Human immunodeficiency virus (HIV-I) with Kaposi sarcoma, non-Hodgkin lymphoma [15], and multiple non-AIDS defining malignancies [217]. (See "HIV infection and malignancy: Epidemiology and pathogenesis".)
Human herpes virus 8 (HHV-8) with Kaposi sarcoma and primary effusion lymphoma [218,219]. (See "Virology, epidemiology, and transmission of human herpesvirus 8 infection".)
Epstein-Barr virus (EBV) with Burkitt lymphoma [218]. (See "Pathobiology of Burkitt lymphoma".)

The majority of these viruses are spread through contact with infected blood or body fluids, thus offering opportunities for prevention. Vaccinations for HBV and HPV are particularly promising. (See "Prevention of sexually transmitted infections" and "Hepatitis B virus vaccination" and "Adolescent sexuality", section on 'STIs and HIV'.)

Strategies to prevent transmission through infected blood and blood products must also be implemented. Examples include use of sterile disposable needles for a single patient in healthcare settings, needle exchange programs, regulation of tattooing, continued screening of blood, organ, and semen donors, and the development of artificial blood products.

For some viruses, interventions are available to prevent or delay progression to cancer after infection.

A quadrivalent HPV vaccine is recommended for girls and women aged 9 to 26 years of age. Additionally, cervical cancer screening has dramatically reduced the incidence of cervical cancer where screening is widely available [220]. (See "Recommendations for the use of human papillomavirus vaccines" and "Screening for cervical cancer: Rationale and recommendations".)
Retroviral therapy for HIV infection has greatly altered the course of disease and associated cancers. Highly active antiretroviral therapy (HAART) has been shown to reduce the incidence of AIDS-related lymphoma [221]. (See "Selecting antiretroviral regimens for the treatment naive HIV-infected patient".)
Decreasing the hepatitis B viral load by treatment with interferon or nucleoside/tide analogues in patients with chronic hepatitis B infection was associated with a decreased risk for hepatoma [222,223]. (See "Overview of the management of hepatitis B and case examples".)
Excess alcohol use may play a role in cancer development in patients with chronic HBV and HCV infections and should be avoided. Preliminary data suggest that antiviral therapy may reduce the risk of cancer in patients with chronic HCV infections, with reduction of HCV RNA, but the long-term effect of antiviral therapy on cancer risk is not known [224].

In addition to viral agents, the bacterium Helicobacter pylori (H. pylori) has been associated with gastric cancer [225] and with MALT lymphomas. (See "Association between Helicobacter pylori infection and gastrointestinal malignancy".)

CHEMOPREVENTION — For several cancers, prophylactic medication can reduce cancer risk for high risk individuals. The risk/benefit ratio for chemoprevention must be evaluated for individual cases.

Breast cancer

Tamoxifen — Tamoxifen is a selective estrogen receptor modulator (SERM) with both estrogen agonist and antagonist properties.

◆ ◆ ◆ ◆

§ TO DO: In the cancer prevention text, what has highly active antiretroviral therapy (HAART) been shown to reduce?

§ DATA PROVIDED:

◆ ◆ ◆ ◆

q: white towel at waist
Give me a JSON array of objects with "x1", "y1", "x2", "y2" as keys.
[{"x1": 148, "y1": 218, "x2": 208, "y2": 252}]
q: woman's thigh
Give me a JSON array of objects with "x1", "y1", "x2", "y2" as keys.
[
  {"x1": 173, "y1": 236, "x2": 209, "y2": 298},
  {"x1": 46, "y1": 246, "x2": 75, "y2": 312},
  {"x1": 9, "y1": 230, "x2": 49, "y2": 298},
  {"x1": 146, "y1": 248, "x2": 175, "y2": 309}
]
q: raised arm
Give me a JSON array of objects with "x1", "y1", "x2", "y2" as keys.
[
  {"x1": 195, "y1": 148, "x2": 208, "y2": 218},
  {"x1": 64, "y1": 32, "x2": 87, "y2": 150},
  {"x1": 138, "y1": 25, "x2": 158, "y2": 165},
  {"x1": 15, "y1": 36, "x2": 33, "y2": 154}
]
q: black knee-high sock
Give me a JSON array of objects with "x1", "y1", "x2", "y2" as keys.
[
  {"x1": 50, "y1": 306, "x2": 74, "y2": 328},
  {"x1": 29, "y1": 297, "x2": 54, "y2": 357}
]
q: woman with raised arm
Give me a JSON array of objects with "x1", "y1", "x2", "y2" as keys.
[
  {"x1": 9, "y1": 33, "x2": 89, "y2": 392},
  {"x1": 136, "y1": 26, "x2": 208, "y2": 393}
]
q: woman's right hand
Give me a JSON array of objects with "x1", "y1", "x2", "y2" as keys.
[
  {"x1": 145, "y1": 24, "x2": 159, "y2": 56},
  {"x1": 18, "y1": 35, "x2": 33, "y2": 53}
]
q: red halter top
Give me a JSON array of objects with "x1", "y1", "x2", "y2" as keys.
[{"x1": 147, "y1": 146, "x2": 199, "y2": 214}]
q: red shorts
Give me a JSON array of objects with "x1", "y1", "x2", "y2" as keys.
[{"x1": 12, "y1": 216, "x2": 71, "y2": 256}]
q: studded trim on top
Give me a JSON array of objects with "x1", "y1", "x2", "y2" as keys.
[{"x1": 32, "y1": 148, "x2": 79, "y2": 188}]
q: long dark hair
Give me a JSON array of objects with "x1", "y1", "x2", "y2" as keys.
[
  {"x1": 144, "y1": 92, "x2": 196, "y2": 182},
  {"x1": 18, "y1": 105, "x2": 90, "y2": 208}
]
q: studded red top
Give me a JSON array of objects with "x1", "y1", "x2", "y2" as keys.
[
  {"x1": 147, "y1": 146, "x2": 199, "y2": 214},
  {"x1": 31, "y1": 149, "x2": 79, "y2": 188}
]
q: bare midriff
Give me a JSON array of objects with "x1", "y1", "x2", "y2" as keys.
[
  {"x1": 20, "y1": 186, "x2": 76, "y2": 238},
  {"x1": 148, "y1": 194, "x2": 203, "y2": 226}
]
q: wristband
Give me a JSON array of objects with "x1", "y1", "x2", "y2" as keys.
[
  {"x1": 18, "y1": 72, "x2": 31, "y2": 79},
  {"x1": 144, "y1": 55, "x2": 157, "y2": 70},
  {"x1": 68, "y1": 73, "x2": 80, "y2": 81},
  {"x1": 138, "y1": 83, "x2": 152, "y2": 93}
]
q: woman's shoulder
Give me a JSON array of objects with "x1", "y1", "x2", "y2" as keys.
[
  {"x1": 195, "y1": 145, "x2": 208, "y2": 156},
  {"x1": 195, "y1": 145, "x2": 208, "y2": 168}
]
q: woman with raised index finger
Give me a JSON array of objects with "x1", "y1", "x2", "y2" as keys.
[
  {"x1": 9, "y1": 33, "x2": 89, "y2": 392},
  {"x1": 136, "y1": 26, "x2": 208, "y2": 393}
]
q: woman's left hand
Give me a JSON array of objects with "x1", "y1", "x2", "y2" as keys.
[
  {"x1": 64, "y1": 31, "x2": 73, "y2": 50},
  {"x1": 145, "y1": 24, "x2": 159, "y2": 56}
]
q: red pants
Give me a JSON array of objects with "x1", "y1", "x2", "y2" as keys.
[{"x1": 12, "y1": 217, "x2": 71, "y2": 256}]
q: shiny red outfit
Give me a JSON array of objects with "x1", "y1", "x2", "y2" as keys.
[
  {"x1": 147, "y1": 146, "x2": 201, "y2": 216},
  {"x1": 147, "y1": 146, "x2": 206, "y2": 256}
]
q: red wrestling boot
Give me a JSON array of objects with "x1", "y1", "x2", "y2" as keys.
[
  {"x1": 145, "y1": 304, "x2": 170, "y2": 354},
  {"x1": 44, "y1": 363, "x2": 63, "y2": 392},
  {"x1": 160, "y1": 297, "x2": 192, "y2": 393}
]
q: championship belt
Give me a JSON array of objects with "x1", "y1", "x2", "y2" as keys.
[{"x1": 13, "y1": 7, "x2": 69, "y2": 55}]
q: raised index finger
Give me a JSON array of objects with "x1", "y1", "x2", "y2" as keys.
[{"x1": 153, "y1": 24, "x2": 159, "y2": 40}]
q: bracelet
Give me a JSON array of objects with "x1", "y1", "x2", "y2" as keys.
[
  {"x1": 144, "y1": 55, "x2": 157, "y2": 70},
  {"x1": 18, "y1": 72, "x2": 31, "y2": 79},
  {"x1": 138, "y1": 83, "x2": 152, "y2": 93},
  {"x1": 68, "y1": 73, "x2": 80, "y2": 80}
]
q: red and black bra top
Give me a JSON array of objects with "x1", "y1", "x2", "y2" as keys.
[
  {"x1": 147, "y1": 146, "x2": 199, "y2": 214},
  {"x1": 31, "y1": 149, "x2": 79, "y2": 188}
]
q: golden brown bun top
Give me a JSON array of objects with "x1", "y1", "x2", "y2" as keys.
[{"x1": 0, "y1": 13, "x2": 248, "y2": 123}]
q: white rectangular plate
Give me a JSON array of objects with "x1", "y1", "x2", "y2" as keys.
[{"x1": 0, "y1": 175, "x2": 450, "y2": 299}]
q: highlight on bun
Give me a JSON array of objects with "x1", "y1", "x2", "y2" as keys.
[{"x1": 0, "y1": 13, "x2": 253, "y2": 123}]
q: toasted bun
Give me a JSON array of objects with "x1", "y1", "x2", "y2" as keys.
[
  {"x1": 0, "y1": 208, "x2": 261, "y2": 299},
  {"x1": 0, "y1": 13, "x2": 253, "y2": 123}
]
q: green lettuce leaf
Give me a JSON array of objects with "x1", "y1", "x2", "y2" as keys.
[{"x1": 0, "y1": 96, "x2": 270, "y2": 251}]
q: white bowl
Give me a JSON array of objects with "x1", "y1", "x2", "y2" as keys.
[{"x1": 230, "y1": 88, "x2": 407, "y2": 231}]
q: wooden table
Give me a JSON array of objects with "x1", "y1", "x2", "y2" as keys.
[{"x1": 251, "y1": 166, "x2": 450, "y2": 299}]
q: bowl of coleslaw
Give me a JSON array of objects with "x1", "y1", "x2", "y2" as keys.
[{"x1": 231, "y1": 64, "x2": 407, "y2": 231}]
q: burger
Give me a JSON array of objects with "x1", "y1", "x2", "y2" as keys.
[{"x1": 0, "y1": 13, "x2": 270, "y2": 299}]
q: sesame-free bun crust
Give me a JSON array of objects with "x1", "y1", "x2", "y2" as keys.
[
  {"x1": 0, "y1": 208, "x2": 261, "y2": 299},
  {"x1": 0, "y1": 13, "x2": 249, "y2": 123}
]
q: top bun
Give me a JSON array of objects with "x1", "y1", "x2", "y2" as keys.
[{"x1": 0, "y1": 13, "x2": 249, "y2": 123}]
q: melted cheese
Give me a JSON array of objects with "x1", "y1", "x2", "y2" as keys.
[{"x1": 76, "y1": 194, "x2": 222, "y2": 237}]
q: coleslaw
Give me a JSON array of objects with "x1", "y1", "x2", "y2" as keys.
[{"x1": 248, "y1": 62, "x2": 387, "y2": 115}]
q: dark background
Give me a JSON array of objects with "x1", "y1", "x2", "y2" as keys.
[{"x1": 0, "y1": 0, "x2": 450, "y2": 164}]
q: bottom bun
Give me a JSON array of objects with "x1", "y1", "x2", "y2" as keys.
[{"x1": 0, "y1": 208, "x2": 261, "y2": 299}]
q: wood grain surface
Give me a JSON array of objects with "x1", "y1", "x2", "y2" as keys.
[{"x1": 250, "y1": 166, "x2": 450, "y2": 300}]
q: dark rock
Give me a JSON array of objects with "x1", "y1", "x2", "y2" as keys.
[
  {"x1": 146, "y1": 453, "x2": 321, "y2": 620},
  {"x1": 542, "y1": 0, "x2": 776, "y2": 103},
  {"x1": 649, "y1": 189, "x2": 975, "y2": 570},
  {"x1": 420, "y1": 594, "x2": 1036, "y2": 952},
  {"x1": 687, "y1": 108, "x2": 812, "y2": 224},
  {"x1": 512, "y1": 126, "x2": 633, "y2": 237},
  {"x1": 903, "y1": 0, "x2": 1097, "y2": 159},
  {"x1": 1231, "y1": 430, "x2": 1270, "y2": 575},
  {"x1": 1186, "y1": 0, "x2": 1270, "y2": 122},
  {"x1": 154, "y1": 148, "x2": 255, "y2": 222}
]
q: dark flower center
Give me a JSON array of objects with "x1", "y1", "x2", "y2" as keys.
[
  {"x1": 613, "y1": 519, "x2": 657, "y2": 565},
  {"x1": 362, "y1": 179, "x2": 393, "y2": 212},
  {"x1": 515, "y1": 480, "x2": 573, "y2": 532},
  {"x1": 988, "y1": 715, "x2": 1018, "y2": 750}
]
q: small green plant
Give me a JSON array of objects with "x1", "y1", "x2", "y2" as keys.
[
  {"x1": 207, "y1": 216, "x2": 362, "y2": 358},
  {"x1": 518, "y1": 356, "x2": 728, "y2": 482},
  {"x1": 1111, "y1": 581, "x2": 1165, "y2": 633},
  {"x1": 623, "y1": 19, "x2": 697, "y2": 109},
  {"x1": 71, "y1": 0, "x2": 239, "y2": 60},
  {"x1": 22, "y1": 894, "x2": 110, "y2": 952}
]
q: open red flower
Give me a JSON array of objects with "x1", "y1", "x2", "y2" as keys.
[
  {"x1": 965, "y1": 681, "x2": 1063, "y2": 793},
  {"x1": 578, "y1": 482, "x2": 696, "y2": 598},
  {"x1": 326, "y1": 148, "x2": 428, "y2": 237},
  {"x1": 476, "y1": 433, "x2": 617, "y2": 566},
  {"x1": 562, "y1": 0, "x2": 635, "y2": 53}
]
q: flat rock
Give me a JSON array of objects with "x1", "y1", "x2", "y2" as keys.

◆ ◆ ◆ ◆

§ OUTPUT BELOW: The incidence of AIDS-related lymphoma.